**TEXTO PROPORCIONADO**

Casi todos los hechos de la vida -cotidiana o extraordinaria- están signados cada vez más por leyes, normas, protocolos, estándares, instructivos. Se nos va judicializando la vida. Y se nos cambian gradualmente los escenarios y las relaciones con los otros, los nuestros y los lejanos. Con el mundo de la oficina, la escuela, el hospital, la calle.
Algunos afirman que esta normalización es expresión irrebatible de progreso. Ya nadie puede hacer lo que le da la gana. Nadie es castigado por algo que no esté tipificado. Todos son igualitos ante la ley. Igualitos. Las condiciones para la armonía, la justicia y la paz están listas. La norma lo logra. La ley lo consagra. El caos y los privilegios se extinguen en su propio veneno.
Otros no cantan victoria. Reconocen el valor enorme de las normas. Pero advierten que con leyes y todo el desorden prevalece, la justicia no es tan ciega, el discrimen se riega. Repiten que lo legal no siempre es lo justo. Y que la norma no suprime las trampas y acrobacias para sacarle la vuelta. La justicia que tarda y no llega, parece no ser la esencia de tanta disposición.
En la educación, la judicialización se filtra. La figura del abogado se torna natural en pasillos de escuelas y colegios. Lo requieren los directores para protegerse de adentro y de arriba. Lo demandan las familias para pelear desde afuera por los chicos. Lo buscan los docentes para cubrirse de abusos o por si acaso.

**FILAS PROPORCIONADAS**
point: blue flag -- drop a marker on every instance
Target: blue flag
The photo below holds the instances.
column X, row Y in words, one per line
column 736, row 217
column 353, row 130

**CONSIGNA**
Enumere todo aquello que, según el texto sobre la judicialización de la vida, signa cada vez más casi todos los hechos de la vida.

**RESPUESTA**
Leyes, normas, protocolos, estándares e instructivos.